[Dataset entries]
## begin

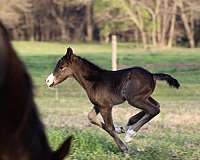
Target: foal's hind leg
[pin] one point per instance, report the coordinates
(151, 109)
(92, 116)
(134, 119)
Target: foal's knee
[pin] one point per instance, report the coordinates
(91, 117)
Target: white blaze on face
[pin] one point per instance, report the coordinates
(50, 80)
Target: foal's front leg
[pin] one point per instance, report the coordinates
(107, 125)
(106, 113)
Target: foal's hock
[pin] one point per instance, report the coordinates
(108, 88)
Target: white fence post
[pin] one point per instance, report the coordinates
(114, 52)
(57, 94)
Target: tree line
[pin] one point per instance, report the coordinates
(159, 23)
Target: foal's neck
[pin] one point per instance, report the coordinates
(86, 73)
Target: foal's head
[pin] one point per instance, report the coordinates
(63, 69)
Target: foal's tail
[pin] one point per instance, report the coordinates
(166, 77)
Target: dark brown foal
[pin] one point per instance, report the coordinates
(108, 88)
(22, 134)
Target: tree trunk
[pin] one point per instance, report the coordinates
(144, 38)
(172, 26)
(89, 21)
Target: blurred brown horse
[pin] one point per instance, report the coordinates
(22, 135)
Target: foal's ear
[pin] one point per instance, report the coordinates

## end
## begin

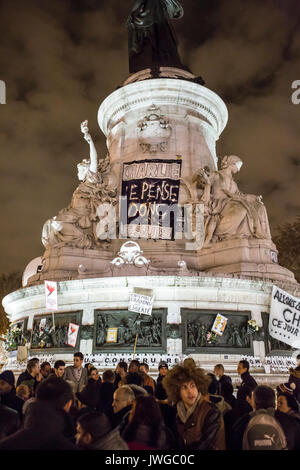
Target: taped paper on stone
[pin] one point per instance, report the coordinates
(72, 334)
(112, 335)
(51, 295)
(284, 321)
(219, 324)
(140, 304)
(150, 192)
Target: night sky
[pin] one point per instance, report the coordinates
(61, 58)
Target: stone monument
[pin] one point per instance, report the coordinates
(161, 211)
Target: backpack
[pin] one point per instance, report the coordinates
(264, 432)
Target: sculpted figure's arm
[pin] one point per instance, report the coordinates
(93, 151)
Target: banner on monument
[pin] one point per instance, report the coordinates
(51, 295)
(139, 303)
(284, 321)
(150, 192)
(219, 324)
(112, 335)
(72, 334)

## end

What you are asked to do » Report how many lines in the dataset entries above contain the string "white", matching case exactly. Give only the number.

Answer in full » 2